* [Problem details] Set down the material exactly, keeping every line whole.

* [Input data]
◇ ◇ ◇

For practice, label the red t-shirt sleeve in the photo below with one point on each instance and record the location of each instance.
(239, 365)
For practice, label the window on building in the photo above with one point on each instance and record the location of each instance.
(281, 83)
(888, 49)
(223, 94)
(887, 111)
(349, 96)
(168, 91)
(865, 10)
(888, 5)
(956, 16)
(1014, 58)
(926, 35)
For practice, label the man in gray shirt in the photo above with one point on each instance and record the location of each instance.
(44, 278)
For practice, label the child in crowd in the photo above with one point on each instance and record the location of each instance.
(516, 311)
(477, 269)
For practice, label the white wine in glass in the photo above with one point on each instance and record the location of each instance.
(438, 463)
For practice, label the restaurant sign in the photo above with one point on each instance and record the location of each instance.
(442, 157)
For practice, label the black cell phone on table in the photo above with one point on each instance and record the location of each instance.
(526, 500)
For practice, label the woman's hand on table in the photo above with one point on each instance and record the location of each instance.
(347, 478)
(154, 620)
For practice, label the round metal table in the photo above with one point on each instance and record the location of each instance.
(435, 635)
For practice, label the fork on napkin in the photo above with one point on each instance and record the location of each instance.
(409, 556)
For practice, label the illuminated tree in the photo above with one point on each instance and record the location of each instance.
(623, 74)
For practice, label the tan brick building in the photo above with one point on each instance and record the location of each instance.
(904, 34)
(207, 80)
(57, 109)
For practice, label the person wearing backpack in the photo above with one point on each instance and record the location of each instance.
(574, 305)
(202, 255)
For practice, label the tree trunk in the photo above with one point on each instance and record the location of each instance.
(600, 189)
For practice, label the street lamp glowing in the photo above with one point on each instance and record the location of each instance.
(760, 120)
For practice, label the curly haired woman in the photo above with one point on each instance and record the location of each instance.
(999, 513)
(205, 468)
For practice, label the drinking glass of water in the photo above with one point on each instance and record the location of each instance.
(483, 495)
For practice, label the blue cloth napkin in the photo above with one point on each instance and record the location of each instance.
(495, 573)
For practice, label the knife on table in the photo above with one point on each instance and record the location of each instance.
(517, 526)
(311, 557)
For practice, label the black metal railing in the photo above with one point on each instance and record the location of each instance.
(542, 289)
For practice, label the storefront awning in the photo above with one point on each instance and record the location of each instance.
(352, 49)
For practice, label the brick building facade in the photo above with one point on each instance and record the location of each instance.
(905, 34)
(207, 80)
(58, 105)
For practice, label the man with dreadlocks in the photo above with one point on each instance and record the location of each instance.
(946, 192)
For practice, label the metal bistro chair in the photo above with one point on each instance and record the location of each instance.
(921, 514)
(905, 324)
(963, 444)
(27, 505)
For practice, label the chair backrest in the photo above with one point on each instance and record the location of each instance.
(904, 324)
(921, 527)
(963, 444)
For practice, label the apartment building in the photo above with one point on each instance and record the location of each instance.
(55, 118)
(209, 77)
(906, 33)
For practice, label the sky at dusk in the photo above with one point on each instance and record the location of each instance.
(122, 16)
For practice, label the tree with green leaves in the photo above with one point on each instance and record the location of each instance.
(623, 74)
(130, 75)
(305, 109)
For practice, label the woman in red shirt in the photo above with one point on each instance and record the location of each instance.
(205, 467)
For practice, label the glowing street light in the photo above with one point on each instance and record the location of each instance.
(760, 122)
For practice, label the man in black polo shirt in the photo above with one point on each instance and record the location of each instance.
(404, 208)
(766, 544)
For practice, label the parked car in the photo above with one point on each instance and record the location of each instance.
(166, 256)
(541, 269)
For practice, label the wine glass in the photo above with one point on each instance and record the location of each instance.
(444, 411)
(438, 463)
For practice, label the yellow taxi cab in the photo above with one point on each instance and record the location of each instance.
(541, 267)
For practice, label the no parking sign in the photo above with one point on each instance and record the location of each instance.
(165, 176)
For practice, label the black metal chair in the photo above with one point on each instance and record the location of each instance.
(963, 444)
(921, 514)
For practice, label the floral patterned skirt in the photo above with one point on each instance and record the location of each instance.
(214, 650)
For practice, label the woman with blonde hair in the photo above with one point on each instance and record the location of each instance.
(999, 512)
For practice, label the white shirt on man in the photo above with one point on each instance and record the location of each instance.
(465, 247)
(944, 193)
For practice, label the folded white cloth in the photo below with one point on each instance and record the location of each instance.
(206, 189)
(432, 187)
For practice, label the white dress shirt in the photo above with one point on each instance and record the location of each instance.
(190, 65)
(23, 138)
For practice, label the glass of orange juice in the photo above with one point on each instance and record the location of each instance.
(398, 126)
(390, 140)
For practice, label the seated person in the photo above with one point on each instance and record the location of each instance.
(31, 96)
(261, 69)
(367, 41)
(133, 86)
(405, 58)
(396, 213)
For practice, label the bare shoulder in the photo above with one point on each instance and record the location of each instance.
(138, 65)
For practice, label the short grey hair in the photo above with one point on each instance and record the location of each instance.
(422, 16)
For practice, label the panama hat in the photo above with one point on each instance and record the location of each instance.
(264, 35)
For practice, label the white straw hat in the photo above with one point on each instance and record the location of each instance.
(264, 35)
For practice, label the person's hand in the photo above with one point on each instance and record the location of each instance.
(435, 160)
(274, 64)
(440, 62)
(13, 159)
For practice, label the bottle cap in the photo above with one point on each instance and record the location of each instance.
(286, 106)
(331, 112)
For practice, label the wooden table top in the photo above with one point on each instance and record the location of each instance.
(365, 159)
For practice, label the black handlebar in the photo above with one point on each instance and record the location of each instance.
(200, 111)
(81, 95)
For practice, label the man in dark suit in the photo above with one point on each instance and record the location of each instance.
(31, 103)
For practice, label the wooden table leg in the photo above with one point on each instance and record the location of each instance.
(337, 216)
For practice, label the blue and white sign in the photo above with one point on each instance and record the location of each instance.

◇ ◇ ◇

* [Exercise response]
For practice, label the red t-shirt sleeve in the photo below with one point on each instance and record the location of each instance.
(239, 365)
For practice, label the window on building in the photo above with one point on each instance and record the location of each instance.
(281, 83)
(888, 49)
(223, 94)
(887, 111)
(349, 96)
(168, 91)
(865, 10)
(888, 5)
(956, 16)
(1014, 58)
(926, 35)
For practice, label the man in gray shirt in the photo above with one point on each instance and record the location of each instance.
(44, 278)
For practice, label the child in crowd in the photo above with one point on each instance and record the location of each instance.
(516, 311)
(477, 269)
For practice, label the white wine in glass in the photo above with one point on each instance and record the location of each instance.
(438, 463)
For practice, label the restaurant sign in the photo above with one point on each instance and record the location of each instance.
(442, 157)
For practice, label the black cell phone on table in the photo above with one point on each instance and record the location of each instance.
(526, 500)
For practice, label the woman's hand on table in the photo above with one point on each instance and record the location of each instance.
(347, 478)
(154, 620)
For practice, label the round metal table in the photo above with one point on each instance and record the location of each instance.
(435, 635)
For practice, label the fork on napkin in the photo above with one point on each instance and record the location of each instance.
(409, 556)
For practice, label the illuminated tree in the photo above with one point on each instance and record the location of each instance.
(623, 74)
For practice, label the tan brick building in the photo above with one point on each instance and record the location of each instance.
(904, 34)
(207, 80)
(57, 109)
For practice, label the person wearing backpack in the photo above with one point on each instance and record the location of each instance.
(574, 305)
(202, 255)
For practice, label the tree trunk in the photo above with one point on each instance and record the location of each instance.
(600, 189)
For practice, label the street lamp glowing in the photo above with one point on each instance and record the location of each instance.
(760, 120)
For practice, label the curly haired woman in the photo above with one point on each instance and record the location of each instance.
(999, 513)
(205, 468)
For practice, label the drinking glass of water in the photo above with one point on each instance and record the location of each instance.
(483, 495)
For practice, label the blue cloth napkin in the photo above with one point on each instance and record the location of each instance.
(495, 573)
For practice, label the knife on table in the photo above with one point on each instance and record the location of each instance.
(517, 526)
(311, 557)
For practice, label the black metal railing in the photo above with one point on each instance and record the location of each instance.
(542, 289)
For practice, label the storefront awning in the photo above with one point on each instance and record the location of each instance.
(352, 49)
For practice, label the brick building facade in the photo above with one point on each instance and record the location of each instance.
(905, 34)
(207, 80)
(58, 105)
For practice, label the man with dreadlocks in the photo above with one point on each instance and record the location of each instance.
(946, 192)
For practice, label the metal bistro chair in the photo above with one point on each instance and record the location of each instance.
(921, 514)
(905, 324)
(963, 444)
(27, 505)
For practice, label the chair backrest in the photo above with one point on each instance and record the location of each instance.
(904, 324)
(921, 527)
(963, 444)
For practice, label the apartment building in the photo above with one point on each instance and record the location of each instance.
(55, 118)
(209, 77)
(906, 33)
For practice, label the sky at dusk in the photo above with one point on each instance and record the location of each instance.
(122, 16)
For practice, label the tree with green leaves in the photo above with one point on each instance and record the location of each instance.
(623, 74)
(130, 75)
(305, 109)
For practice, label the woman in red shirt in the photo above with one point on each instance and record the location of each instance.
(205, 467)
For practice, label the glowing street light in the photo above with one point on each instance and record the location of each instance.
(760, 122)
For practice, label the man in black polo shirt in the photo above with one point on each instance and record the location of each instance.
(404, 208)
(766, 544)
For practice, label the parked car in the photo above with one point on each instance and record the location of each instance.
(166, 256)
(541, 269)
For practice, label the wine glass in the photo above with one point on each instance and record the location of each instance.
(444, 411)
(438, 463)
For practice, label the yellow taxi cab in the photo above with one point on each instance and record the location of each instance.
(541, 267)
For practice, label the no parking sign in the photo above with one point on each instance and record the location of each instance.
(165, 176)
For practice, label the black metal chair in the photo above with one point on each instance and record the location of each instance.
(963, 444)
(921, 514)
For practice, label the floral patterned skirt in the photo above with one point on each instance and record the location of each instance.
(214, 650)
For practice, label the woman with blonde hair in the photo above with one point on each instance and record the location of each instance.
(999, 512)
For practice, label the white shirt on man in the photo above with one point on each instance and record the location of each instance.
(465, 247)
(944, 193)
For practice, label the folded white cloth in the photo below with one point on each instance and record the location of each instance.
(206, 189)
(432, 187)
For practice, label the white dress shirt in the photo above with one point on each instance and record the location of each instance.
(190, 65)
(23, 138)
For practice, label the glass of orange juice in the photo above with one point on each instance and record the location of each instance.
(398, 126)
(390, 140)
For practice, label the seated person in the photo above with one point on each instance and record the location of each instance.
(31, 96)
(261, 69)
(367, 41)
(133, 86)
(405, 58)
(396, 213)
For practice, label the bare shoulder in the photo above with one point on each instance and record the location of each instance.
(138, 65)
For practice, label the short grey hair in the photo above with one point on each instance and record the location of each instance.
(422, 16)
For practice, label the panama hat in the photo above with one point on each instance and record the location of each instance.
(264, 35)
For practice, label the white straw hat in the photo above with one point on each instance and record the location of each instance.
(264, 35)
For practice, label the person's hand in the photo above with one point on each instance and record the location of each instance.
(435, 160)
(274, 64)
(440, 62)
(13, 159)
For practice, label the bottle cap in the photo above with one point on each instance and record the location of each instance.
(286, 106)
(331, 112)
For practice, label the wooden table top in the photo above with one point on each instance and record the location of each instance.
(365, 159)
For practice, label the black handlebar in the photo above with one point on each instance and record the location of each instance.
(200, 111)
(81, 95)
For practice, label the man in dark suit in the photo above with one point on each instance and record the location of each instance.
(31, 103)
For practice, label the wooden table leg in the photo above with one point on each instance and record the location of each instance.
(337, 216)
For practice, label the blue and white sign in the photo above with one point on each instance and record the location of each instance.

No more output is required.